In the Northampton County Court

 

Claim number xxxxxxxxx

 

 

 

 

Between

 

 

 

C L Finance Ltd - Claimant

 

 

 

 

 

and

 

************ - Defendant

 

 

 

 

 

Defence

 

1. I ************** of ***************, am the defendant in this action and make the following statement as my defence to the claim made by C L Finance Ltd

 

2. Except where otherwise mentioned in this defence, I neither admit nor deny any allegation made in the claimants Particulars of Claim and put the claimant to strict proof thereof.

 

3. The Defendant is embarrassed in pleading to the Particulars of Claim as it stands at present, inter alia: -

 

4. The claimants' particulars of claims disclose no legal cause of action and they are embarrassing to the defendant as the claimant's statement of case is insufficiently particularised and does not comply or even attempt to comply with CPR part 16. In this regard I wish to draw the courts attention to the following matters;

 

a) The Particulars of Claim are vague and insufficient and do not disclose an adequate statement of facts relating to or proceeding the alleged cause of action. No particulars are offered in relation to the nature of the written agreement referred to, the method the claimant calculated any outstanding sums due, or any default notices issued or any other matters necessary to substantiate the claimant's claim.

 

b) A copy of the purported written agreement that the claimant cites in the Particulars of Claim, and which appears to form the basis upon which these proceedings have been brought, has not been served attached to the claim form.

 

c) A copy of any evidence of both the scope and nature of any default, and proof of any amount outstanding on the alleged account, has not been served attached to the claim form.

 

d) ) The claimant did not send a Letter Before Action as required under the Pre-Action Protocols.

 

d) ) It is denied that any notice of assignment was served by either the claimant or the original creditor and I put the claimant to strict proof thereof.

 

The Claimant has failed to comply with section 136(1) of the Law of Property Act 1925, by furnishing a Notice of Assignment in respect of that which is denied that is inaccurate, W.F.Harrison and Co Ltd v Burke [1956].

 

The defendant requires sight of the deed of assignment of the debt. In addition the defendant requires proof of service of the Notice of Assignment in accordance with s196 of the Law of Property Act 1925 which is required to give the claimant a legitimate right of action in their own name since it appears this is an assigned debt. the reason the defendant requests this information is inter alia to clarify the dates are correctly stated on all documents , the defendant notes that if there are errors in the assignment it may be rendered in effectual in law per W F Harrison and Co Ltd v Burke and another - [1956] 2 All ER 169

 

5. Notwithstanding matters pleaded, it is denied that the Claimant has established a cause of action or that the claimant has a valid claim against the defendant.
——————————
* [Problems to work on]:
**A)** Summarize the defence statement in two sentences.
**B)** In the defence statement, which statutory provision does the defendant say the claimant failed to comply with when furnishing a Notice of Assignment?
**C)** Write the next part of the defence statement, beginning after paragraph 5.
The listing after this point is separate material, unrelated to the defence statement.

* [Source material]:
——————————
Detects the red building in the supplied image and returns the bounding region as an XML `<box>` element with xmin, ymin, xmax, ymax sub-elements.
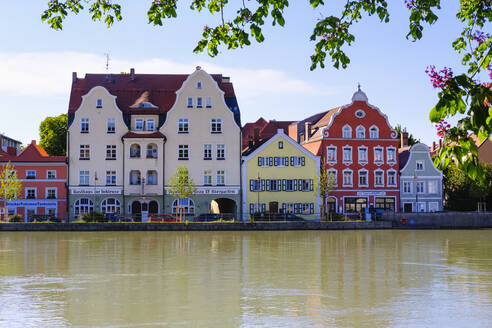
——————————
* [Expected answers]:
**A)** The defendant, responding to a claim by C L Finance Ltd in the Northampton County Court, neither admits nor denies the allegations except as stated and argues that the Particulars of Claim are vague, insufficiently particularised and non-compliant with CPR part 16. The defendant also says that no written agreement, evidence of default or Letter Before Action was provided, denies that any notice of assignment was served, requests the deed of assignment and proof of service, and denies that the claimant has a valid claim.

**B)** Section 136(1) of the Law of Property Act 1925.

**C)**
Consequently, it is proving difficult to plead to the particulars as matters stand.

 

The relevant Act of Parliament in this Case

 

6. Firstly I will address the issue of which Act is relevant in this case, in case it is suggested that the claim falls under the Consumer Credit Act 2006, it is drawn to the courts attention that schedule 3, s11 of the Consumer Credit Act 2006 prevents s15 repealing s127 (3) of the 1974 Act for agreements made before s15 came into effect. Since the agreement would have commenced prior to the inception of the Consumer Credit Act 2006, section 15 of the 2006 Act has no effect and the Consumer Credit Act 1974 is the relevant act in this case.

 

7. For the avoidance of any doubt I include the relevant section of the 2006 Consumer Credit Act (Excerpt taken from Consumer Credit Act 2006 (c. 14) - Statute Law Database accessed Thursday 18th December 2009.

 

11 The repeal by this Act of-

 

(a)the words "(subject to subsections (3) and (4))" in subsection (1) of section 127 of the 1974 Act,

 

(b)subsections (3) to (5) of that section, and

 

©the words "or 127(3)" in subsection (3) of section 185 of that Act,

 

has no effect in relation to improperly-executed agreements made before the commencement of section 15 of this Act.

 

8. Therefore the Consumer Credit Act 2006 is not retrospective in its application and has no effect upon this agreement and the Consumer Credit Act 1974 is the act which this agreement is regulated by

 

 

The Request for Disclosure

 

9. Further to the case, on ***DATE*** I sent a letter by recorded post requesting the disclosure of information pursuant to the CPR 31.14 (letter attached marked Exhibit A), which is vital to this case from the claimant.

 

10. To date, the claimant has replied only to confirm that they do not have the documents requested in their possession and to inform the defendant that once they have provided the documents they will grant a fourteen day extension in order to formulate a defence (letter attached marked Exhibit B).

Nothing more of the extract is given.